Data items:

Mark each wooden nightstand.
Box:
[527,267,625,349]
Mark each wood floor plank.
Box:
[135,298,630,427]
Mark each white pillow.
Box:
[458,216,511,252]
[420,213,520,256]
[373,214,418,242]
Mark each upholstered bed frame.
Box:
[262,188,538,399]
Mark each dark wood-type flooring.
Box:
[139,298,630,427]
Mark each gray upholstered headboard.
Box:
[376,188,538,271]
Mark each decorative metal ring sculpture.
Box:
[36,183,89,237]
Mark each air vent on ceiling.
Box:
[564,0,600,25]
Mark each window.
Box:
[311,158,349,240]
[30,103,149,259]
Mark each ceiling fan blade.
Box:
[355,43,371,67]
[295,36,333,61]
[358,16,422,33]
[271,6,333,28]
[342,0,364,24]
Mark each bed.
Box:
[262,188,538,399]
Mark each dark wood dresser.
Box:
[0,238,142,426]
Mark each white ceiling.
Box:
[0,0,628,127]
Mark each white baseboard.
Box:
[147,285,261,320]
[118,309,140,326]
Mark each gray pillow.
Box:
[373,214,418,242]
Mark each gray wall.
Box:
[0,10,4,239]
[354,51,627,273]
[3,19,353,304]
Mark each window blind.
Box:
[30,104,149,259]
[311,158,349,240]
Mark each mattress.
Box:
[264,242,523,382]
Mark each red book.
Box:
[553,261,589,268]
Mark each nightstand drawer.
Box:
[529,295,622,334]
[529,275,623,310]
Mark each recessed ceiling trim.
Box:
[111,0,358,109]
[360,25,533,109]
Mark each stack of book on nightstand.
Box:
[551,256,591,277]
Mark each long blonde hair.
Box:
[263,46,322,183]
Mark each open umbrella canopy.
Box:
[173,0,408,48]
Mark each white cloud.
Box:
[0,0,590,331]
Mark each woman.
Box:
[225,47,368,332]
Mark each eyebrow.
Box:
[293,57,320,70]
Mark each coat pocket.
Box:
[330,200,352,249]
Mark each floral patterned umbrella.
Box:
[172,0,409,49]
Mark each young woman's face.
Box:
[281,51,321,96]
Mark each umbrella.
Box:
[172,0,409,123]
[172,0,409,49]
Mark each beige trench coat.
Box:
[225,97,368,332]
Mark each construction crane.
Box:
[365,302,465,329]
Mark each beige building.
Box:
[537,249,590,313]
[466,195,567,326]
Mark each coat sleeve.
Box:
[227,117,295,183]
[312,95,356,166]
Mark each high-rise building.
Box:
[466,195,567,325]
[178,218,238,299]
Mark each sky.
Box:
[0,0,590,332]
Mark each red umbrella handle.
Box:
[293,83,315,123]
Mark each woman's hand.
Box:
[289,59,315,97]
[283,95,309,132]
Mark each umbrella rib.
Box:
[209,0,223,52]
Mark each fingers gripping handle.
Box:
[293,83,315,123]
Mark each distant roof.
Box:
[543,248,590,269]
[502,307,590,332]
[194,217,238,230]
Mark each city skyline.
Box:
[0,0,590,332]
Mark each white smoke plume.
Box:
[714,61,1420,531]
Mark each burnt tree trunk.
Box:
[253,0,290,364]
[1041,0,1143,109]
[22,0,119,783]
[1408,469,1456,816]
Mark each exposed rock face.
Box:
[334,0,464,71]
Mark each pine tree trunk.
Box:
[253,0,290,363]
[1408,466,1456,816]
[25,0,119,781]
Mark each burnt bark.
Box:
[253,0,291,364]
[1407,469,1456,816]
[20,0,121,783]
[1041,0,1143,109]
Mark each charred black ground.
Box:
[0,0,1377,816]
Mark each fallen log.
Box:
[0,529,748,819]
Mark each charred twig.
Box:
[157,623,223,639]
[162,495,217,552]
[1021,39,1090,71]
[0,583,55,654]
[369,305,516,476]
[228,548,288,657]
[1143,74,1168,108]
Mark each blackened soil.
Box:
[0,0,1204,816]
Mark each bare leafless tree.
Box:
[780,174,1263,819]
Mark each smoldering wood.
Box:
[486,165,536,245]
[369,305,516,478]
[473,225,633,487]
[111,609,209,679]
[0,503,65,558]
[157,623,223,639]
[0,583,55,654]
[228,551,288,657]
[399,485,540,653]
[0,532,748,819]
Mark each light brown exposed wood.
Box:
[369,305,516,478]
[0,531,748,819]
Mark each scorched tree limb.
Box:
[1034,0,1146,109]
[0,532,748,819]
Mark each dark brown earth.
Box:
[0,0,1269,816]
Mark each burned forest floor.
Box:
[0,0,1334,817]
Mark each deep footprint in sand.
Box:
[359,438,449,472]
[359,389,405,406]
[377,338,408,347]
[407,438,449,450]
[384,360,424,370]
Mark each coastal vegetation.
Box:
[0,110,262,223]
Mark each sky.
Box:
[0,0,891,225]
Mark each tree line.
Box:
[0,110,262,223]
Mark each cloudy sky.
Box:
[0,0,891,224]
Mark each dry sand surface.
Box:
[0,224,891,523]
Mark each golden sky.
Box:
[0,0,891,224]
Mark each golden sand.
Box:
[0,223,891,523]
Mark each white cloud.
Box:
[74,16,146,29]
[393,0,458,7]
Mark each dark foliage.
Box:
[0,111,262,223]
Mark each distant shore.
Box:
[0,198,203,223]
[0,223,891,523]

* Exercise task *
Repeat the records above word for word, from the line containing "Mark each charred black ground." down through the line containing "[0,0,1269,816]", both of those lines included.

* Response for this exercise *
Mark each charred black ground.
Box:
[0,0,1377,816]
Mark each fallen log.
Box:
[0,529,748,819]
Mark each charred twig.
Box:
[157,623,223,639]
[162,495,217,552]
[1021,39,1090,71]
[0,583,55,654]
[369,305,516,476]
[228,548,288,657]
[1143,74,1168,108]
Mark each blackened soil.
Box:
[0,0,1204,816]
Mark each bare leafless tree.
Box:
[780,174,1263,819]
Mark each smoldering wood.
Box:
[486,165,536,245]
[369,305,516,478]
[473,225,633,487]
[111,609,209,679]
[0,503,65,558]
[157,623,223,639]
[0,583,55,654]
[228,551,288,657]
[399,485,540,653]
[0,532,748,819]
Mark each light brown exposed wood.
Box:
[369,305,516,478]
[0,531,748,819]
Mark each scorched tree limb.
Box:
[1034,0,1146,109]
[0,532,748,819]
Mark each dark brown earth.
Box:
[0,0,1269,816]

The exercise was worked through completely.